__Your task__. Rewrite the records from the line with "Q: What region does the pink floral" up to and including the line with "378;138;406;146", changing "blue storage bin" to "gray storage bin" and leaving everything else as it is.

=== Task input ===

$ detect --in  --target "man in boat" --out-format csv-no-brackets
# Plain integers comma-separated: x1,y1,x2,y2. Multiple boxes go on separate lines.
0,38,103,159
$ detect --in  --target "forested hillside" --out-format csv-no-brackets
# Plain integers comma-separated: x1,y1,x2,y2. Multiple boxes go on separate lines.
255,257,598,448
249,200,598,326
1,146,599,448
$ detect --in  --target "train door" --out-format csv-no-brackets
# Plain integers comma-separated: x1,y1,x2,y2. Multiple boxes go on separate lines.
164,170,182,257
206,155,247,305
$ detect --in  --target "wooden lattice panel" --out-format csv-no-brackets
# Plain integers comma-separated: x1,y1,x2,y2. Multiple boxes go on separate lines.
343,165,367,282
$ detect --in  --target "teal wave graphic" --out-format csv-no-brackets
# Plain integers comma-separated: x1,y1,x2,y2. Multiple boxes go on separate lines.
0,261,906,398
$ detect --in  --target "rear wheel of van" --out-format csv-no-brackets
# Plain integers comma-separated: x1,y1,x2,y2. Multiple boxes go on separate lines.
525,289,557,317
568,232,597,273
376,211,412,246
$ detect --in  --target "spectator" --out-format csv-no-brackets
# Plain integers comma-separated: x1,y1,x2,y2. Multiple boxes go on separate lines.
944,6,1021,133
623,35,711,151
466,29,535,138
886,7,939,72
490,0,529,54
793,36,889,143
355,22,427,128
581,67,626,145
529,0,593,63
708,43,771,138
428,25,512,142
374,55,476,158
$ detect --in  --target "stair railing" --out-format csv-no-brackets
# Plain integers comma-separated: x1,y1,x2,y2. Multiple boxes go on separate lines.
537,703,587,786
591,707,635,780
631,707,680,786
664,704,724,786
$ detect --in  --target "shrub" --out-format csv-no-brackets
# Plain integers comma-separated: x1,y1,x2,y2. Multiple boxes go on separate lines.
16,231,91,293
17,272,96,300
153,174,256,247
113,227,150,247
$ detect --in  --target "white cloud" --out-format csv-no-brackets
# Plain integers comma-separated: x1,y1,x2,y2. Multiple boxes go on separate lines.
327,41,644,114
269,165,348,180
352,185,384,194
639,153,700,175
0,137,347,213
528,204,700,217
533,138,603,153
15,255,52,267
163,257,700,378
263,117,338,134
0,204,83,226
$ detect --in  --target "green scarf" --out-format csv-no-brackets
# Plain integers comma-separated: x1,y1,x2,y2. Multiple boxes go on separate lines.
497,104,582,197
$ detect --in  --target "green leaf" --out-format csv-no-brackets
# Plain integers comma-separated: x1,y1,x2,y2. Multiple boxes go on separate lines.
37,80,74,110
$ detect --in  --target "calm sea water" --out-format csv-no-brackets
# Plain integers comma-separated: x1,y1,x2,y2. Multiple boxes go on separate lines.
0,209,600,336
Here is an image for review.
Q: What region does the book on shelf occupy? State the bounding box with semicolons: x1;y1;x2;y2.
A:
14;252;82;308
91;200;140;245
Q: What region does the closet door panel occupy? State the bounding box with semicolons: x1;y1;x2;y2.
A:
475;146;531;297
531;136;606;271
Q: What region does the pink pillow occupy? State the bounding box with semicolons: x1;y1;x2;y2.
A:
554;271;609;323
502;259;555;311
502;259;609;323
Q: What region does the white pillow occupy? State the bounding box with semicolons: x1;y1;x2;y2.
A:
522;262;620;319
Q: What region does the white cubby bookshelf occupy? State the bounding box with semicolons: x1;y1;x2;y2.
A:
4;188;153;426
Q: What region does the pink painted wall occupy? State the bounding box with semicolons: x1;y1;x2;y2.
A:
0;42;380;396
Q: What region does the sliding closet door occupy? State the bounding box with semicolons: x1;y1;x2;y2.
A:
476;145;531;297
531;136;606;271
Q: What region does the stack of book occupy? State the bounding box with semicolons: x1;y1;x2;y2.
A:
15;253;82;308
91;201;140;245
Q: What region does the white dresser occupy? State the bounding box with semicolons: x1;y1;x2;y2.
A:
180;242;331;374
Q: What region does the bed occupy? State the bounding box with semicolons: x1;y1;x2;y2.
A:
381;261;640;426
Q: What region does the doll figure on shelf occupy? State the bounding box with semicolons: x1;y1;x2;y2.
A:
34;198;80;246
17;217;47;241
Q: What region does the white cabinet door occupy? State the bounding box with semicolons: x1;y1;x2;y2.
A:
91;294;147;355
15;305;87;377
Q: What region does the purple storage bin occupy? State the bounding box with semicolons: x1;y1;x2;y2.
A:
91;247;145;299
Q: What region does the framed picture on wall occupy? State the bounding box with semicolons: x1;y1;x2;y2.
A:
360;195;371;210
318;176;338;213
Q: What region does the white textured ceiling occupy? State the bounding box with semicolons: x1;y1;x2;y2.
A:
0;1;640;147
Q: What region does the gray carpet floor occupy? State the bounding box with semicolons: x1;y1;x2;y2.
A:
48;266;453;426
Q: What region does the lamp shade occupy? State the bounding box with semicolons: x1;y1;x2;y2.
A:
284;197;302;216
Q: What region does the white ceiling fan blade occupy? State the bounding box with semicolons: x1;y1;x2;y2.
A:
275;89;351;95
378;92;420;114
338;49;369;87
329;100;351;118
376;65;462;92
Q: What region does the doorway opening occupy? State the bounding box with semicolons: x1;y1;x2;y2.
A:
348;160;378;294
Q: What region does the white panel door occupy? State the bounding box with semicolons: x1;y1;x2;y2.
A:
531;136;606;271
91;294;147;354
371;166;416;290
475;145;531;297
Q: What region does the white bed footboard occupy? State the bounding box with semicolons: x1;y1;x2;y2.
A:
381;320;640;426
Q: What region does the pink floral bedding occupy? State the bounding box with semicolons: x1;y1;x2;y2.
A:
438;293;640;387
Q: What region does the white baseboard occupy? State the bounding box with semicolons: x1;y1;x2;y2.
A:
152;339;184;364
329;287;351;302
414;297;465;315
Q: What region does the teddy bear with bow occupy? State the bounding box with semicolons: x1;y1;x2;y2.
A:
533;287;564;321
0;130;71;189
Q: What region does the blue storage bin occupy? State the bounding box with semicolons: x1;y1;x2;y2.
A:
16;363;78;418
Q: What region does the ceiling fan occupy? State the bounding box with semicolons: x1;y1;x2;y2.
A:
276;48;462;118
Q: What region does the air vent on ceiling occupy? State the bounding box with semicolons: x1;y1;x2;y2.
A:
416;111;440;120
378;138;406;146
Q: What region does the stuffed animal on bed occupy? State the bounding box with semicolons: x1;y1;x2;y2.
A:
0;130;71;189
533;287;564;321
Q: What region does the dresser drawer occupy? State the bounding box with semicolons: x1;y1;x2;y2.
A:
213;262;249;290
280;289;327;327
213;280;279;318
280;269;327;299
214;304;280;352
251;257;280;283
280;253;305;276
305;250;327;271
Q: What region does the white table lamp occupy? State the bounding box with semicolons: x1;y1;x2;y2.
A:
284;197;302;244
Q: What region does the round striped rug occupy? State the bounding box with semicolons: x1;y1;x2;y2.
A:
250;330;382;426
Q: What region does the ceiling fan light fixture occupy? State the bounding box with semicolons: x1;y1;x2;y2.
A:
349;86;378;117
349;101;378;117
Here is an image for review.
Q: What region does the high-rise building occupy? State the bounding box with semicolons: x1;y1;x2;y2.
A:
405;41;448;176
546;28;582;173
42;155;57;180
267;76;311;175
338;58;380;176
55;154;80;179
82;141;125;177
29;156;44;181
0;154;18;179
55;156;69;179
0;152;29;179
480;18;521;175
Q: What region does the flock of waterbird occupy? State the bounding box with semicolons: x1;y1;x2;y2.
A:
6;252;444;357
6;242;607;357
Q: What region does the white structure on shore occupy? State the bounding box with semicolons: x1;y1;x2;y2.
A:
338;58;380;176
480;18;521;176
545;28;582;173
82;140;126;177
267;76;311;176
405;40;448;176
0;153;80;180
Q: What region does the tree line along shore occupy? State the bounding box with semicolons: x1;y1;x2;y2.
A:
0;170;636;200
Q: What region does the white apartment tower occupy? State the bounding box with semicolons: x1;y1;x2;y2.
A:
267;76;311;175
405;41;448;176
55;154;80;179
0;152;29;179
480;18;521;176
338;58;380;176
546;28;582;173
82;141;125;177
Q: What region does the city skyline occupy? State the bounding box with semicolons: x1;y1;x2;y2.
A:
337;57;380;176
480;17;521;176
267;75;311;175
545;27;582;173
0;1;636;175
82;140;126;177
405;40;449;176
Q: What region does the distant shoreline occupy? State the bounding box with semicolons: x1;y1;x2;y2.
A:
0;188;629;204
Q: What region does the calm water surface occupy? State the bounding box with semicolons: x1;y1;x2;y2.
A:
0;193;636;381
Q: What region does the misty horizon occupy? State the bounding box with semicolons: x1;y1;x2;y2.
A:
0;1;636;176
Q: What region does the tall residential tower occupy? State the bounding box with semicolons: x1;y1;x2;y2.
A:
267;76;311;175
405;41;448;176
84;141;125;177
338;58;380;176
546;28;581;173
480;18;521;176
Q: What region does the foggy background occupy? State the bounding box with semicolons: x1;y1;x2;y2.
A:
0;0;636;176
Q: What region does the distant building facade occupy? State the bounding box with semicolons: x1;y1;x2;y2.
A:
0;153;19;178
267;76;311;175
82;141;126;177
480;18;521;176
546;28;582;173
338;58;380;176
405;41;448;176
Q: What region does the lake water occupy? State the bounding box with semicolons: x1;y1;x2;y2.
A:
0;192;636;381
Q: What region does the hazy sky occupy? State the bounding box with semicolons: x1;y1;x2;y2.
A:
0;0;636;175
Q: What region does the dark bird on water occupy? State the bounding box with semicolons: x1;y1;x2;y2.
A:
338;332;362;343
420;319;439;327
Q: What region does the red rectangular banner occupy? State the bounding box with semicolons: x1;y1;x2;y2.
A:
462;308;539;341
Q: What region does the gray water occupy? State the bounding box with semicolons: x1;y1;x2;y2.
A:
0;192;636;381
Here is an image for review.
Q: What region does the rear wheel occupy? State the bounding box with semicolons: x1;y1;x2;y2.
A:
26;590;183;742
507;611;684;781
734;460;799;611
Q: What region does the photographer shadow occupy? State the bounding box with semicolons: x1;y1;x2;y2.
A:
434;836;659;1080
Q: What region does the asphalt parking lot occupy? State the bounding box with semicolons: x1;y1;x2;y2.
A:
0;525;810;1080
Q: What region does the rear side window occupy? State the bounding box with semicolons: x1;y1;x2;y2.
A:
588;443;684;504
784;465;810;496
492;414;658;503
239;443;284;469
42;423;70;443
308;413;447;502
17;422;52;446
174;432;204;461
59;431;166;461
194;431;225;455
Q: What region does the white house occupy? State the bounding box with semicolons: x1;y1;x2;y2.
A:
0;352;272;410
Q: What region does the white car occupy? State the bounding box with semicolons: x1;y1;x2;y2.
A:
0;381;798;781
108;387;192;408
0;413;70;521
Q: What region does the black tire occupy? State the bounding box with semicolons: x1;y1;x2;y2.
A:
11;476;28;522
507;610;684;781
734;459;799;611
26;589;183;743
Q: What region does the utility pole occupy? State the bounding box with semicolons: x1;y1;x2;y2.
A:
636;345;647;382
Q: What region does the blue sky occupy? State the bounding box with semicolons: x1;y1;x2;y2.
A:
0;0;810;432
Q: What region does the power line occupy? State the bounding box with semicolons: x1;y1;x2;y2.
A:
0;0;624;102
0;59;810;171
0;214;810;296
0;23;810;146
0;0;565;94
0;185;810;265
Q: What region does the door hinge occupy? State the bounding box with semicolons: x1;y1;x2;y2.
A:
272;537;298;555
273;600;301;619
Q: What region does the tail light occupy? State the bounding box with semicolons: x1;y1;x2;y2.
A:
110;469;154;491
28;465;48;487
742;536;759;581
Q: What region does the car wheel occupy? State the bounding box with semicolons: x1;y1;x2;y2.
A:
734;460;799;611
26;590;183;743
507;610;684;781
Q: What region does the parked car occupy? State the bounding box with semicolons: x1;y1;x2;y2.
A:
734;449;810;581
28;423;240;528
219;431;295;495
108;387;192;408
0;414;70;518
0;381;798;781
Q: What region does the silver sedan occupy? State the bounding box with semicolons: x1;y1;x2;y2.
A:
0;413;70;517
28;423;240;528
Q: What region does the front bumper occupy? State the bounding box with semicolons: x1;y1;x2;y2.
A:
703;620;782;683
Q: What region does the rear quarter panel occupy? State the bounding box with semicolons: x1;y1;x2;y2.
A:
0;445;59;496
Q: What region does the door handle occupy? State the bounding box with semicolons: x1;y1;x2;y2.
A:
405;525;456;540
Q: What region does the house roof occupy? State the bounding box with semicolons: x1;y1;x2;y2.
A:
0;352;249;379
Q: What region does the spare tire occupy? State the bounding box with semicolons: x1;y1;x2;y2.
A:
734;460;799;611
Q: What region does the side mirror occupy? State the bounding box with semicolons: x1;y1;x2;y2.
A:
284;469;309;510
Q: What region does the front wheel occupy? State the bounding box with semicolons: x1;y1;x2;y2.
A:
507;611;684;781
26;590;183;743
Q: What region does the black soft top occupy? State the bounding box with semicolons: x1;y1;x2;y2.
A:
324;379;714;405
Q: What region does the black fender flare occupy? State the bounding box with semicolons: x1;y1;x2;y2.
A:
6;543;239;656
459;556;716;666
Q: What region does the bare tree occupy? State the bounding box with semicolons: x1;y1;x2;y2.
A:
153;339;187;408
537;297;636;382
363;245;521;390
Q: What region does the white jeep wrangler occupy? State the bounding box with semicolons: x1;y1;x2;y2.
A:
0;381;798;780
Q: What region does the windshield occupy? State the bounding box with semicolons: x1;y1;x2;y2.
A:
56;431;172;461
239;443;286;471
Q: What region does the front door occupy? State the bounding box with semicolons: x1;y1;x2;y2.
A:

===

__Solved problem__.
Q: What region does the pink floral bedding occupy? State the bounding box with semicolons: x1;y1;x2;y2.
A:
438;293;640;387
Q: What region does the white baseboard occupy? State the bounding box with semicolons: x1;y1;x2;y2.
A:
152;339;184;364
329;287;351;302
414;297;465;315
Q: What region does the teddy bear with bow occupy? State the bounding box with semicolons: x1;y1;x2;y2.
A:
533;287;564;321
0;130;71;189
Q: What region does the gray storage bin occupy? State the bounding box with semicolons: x1;y1;x2;y2.
A:
16;363;78;418
Q: What region does the ceiling fan occupy? State the bounding box with semicolons: x1;y1;x2;y2.
A:
276;48;462;118
Q: What region does the air vent on ceiling occupy? State the bounding box with semicolons: x1;y1;x2;y2.
A:
416;111;440;120
378;138;406;146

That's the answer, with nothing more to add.